Required action:
The records that follow must be repeated exactly as they stand.

[Natural language region descriptions]
*** Block opens ***

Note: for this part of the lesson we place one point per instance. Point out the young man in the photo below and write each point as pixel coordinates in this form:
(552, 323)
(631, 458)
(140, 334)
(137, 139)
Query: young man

*** Block closes ***

Output below:
Note: for this part of the lesson we place one point per instance. Point out the young man in the photo below and write each point as pixel coordinates in this form:
(552, 323)
(631, 458)
(140, 334)
(137, 139)
Query: young man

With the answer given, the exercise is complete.